→ **Texte à étudier**
>>>
Celle-ci, délaissant donc les troubles du nationalisme de plus en plus présents à la fin du premier volume, sera en effet principalement axée sur l’amour et l’aboutissement d’un être dans un autre. Ulrich et Agathe sont ainsi au centre de l’œuvre, tant et si bien que la plupart des autres personnages rencontrés dans le premier tome disparaissent purement et simplement, à commencer par le trio Arnheim, Diotime, Leinsdorf, relégués au rang de personnages très secondaires. Seul le général von Stumm continue de tirer son épingle du jeu, rapportant des nouvelles du monde – vaste ou grand – avec un certain humour et de plus en plus de justesse. Sur le devant de la scène, Agathe et Ulrich n’en finissent pas de se rapprocher et d’échanger, cédant à une attirance de plus en plus évidente qu’ils tentent de camoufler en se déclarant « jumeaux siamois » pour consacrer en une forme acceptable l’union des deux moitiés du seul être qu’ils constituent. Ces développements donneront à Musil l’occasion de mener de belles réflexions sur l’amour et la vaine quête de sa forme idéalisée, d’aborder quelques thèmes classiques tels que celui de l’hermaphrodisme ou d’Isis et Osiris et, bien entendu, de glisser petit à petit vers l’inceste.
Agathe apporte une véritable fraîcheur à l’œuvre. Elle complète véritablement Ulrich, lui apportant la spontanéité et le dynamisme qui lui font défaut ; l’envie aussi. Malheureusement, après la fulgurance des premiers chapitres, sa présence a tendance à diminuer avec la dimension romanesque de l’œuvre et elle ne sert parfois que d’auditeur passif permettant à Ulrich et Musil de nous communiquer leurs fort intéressantes pensées sur divers thèmes parmi lesquels l’amour, donc, mais aussi le génie (avec un distinguo très intéressant, amené par von Stumm et mené par Ulrich, entre le génie technique et militaire dont la racine est genium et celui « surhumain » de la famille de genius et qui justifie qu’on dise d’un footballeur autant que d’un philosophe qu’il est « génial ») ou la morale, devenue un temps le nouveau dada d’un Ulrich en quête du règne millénaire dévoilant une facette inquiétante d’omniscience dictatoriale. Un autre thème aussi développé, quoiqu’ assez maladroitement sur une centaine de pages à travers la lecture par Agathe du journal (surgit d’on ne sait où) d’Ulrich, est celui des sentiments, abordé de façon assez obscure pour ce qui constitue un des mauvais moments de l’œuvre.
<<<
(Éléments provenant d’une source de données)
>>>
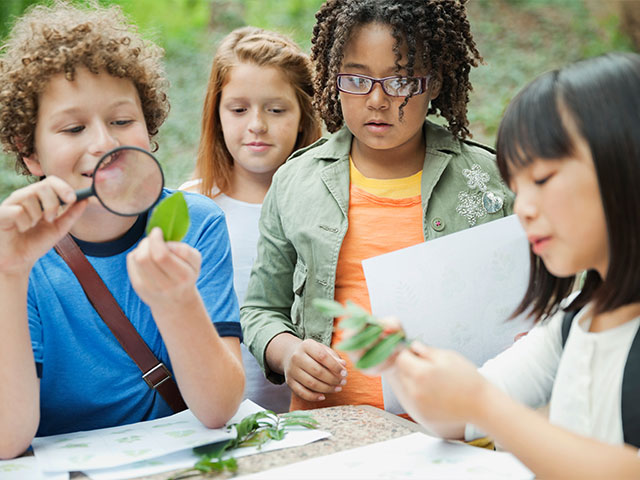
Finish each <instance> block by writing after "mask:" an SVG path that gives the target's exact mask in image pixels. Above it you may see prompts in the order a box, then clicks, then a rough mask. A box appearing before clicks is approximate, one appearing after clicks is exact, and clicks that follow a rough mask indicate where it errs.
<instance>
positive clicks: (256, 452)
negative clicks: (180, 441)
mask: <svg viewBox="0 0 640 480" xmlns="http://www.w3.org/2000/svg"><path fill="white" fill-rule="evenodd" d="M330 436H331V434H330V433H329V432H325V431H322V430H307V429H302V427H300V428H299V429H298V428H297V427H296V429H292V430H290V431H288V432H287V434H286V435H285V437H284V438H283V439H282V440H279V441H275V440H272V441H269V442H268V443H266V444H264V445H262V448H261V449H258V447H243V448H239V449H237V450H234V451H233V452H231V453H230V454H227V455H224V456H223V458H228V457H229V456H231V455H233V456H234V457H235V458H240V457H246V456H248V455H255V454H256V453H263V452H271V451H273V450H281V449H283V448H291V447H299V446H301V445H306V444H308V443H313V442H316V441H318V440H322V439H324V438H328V437H330ZM198 460H199V457H198V455H196V454H195V453H193V451H192V450H184V451H182V452H177V453H173V454H171V455H167V456H164V457H158V458H152V459H151V460H145V461H144V462H139V463H133V464H131V465H125V466H122V467H115V468H106V469H102V470H89V471H86V472H84V473H86V474H87V475H88V476H89V477H90V478H91V480H126V479H129V478H136V477H142V476H145V475H154V474H156V473H162V472H169V471H171V470H178V469H187V468H191V467H193V465H194V464H195V463H196V462H197V461H198Z"/></svg>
<<<
→ **Vérifier sa compréhension**
a - Traduisez en anglais la phrase suivante du texte sur Agathe et Ulrich : « Elle complète véritablement Ulrich, lui apportant la spontanéité et le dynamisme qui lui font défaut ; l’envie aussi. »
b - Réécrivez la liste des données fournies sous forme de liste JSON de chaînes, à raison d’une chaîne par ligne et sans les lignes vides. Laissez les images de côté.

→ **Corrigé détaillé**
a - She truly complements Ulrich, bringing him the spontaneity and dynamism that he lacks; the desire, too.

b -
[
  "Finish each <instance> block by writing after \"mask:\" an SVG path that gives the target's exact mask in image pixels. Above it you may see prompts in the order a box, then clicks, then a rough mask. A box appearing before clicks is approximate, one appearing after clicks is exact, and clicks that follow a rough mask indicate where it errs.",
  "<instance>",
  "positive clicks: (256, 452)",
  "negative clicks: (180, 441)",
  "mask: <svg viewBox=\"0 0 640 480\" xmlns=\"http://www.w3.org/2000/svg\"><path fill=\"white\" fill-rule=\"evenodd\" d=\"M330 436H331V434H330V433H329V432H325V431H322V430H307V429H302V427H300V428H299V429H298V428H297V427H296V429H292V430H290V431H288V432H287V434H286V435H285V437H284V438H283V439H282V440H279V441H275V440H272V441H269V442H268V443H266V444H264V445H262V448H261V449H258V447H243V448H239V449H237V450H234V451H233V452H231V453H230V454H227V455H224V456H223V458H228V457H229V456H231V455H233V456H234V457H235V458H240V457H246V456H248V455H255V454H256V453H263V452H271V451H273V450H281V449H283V448H291V447H299V446H301V445H306V444H308V443H313V442H316V441H318V440H322V439H324V438H328V437H330ZM198 460H199V457H198V455H196V454H195V453H193V451H192V450H184V451H182V452H177V453H173V454H171V455H167V456H164V457H158V458H152V459H151V460H145V461H144V462H139V463H133V464H131V465H125V466H122V467H115V468H106V469H102V470H89V471H86V472H84V473H86V474H87V475H88V476H89V477H90V478H91V480H126V479H129V478H136V477H142V476H145V475H154V474H156V473H162V472H169V471H171V470H178V469H187V468H191V467H193V465H194V464H195V463H196V462H197V461H198Z\"/></svg>"
]